(Dataset rows)
※ ※ ※

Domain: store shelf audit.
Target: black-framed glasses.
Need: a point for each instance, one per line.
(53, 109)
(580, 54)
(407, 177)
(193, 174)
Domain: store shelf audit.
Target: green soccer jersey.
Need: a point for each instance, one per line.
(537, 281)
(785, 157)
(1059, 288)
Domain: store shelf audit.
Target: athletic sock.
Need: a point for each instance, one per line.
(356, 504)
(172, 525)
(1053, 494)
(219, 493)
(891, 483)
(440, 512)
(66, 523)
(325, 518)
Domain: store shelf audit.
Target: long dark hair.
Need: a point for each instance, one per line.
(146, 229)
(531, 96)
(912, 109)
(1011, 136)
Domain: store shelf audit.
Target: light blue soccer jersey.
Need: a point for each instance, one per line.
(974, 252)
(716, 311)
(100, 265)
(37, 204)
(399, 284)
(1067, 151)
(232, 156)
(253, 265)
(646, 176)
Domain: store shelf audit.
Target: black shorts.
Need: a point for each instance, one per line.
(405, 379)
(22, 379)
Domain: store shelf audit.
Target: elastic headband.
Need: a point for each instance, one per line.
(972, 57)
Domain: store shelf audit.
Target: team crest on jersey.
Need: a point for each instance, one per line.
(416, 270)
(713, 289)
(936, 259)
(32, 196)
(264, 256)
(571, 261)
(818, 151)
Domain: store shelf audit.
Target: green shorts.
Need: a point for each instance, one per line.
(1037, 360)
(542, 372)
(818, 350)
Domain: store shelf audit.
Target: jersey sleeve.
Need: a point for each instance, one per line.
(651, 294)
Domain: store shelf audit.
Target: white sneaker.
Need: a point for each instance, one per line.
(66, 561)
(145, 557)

※ ※ ※

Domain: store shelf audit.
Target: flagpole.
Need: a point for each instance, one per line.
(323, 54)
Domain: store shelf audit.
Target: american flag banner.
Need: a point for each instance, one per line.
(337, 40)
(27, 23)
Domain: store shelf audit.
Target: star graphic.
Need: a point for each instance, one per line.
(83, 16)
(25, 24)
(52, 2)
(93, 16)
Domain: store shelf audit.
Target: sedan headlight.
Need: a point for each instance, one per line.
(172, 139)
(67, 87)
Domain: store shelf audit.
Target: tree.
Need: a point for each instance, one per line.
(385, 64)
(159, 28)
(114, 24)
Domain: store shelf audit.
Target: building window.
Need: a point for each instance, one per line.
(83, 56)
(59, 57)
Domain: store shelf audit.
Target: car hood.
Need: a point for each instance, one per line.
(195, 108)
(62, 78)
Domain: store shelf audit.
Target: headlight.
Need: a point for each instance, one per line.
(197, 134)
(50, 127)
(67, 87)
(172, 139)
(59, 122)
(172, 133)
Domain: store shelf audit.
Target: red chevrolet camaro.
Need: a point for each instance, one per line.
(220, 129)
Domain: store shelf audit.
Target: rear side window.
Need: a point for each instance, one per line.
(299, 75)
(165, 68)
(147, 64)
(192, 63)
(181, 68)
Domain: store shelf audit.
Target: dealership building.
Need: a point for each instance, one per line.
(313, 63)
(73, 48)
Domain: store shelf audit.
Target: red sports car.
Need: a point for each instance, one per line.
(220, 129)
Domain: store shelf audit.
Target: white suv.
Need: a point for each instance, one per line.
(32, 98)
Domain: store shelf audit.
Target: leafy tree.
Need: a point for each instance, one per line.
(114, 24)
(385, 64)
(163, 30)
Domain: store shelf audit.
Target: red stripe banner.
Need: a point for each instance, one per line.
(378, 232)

※ ※ ※

## Exercise task
Pick out and copy every line in the entries above that contains the string "black". Case counts.

## The result
Target: black-framed glasses.
Target: black shorts.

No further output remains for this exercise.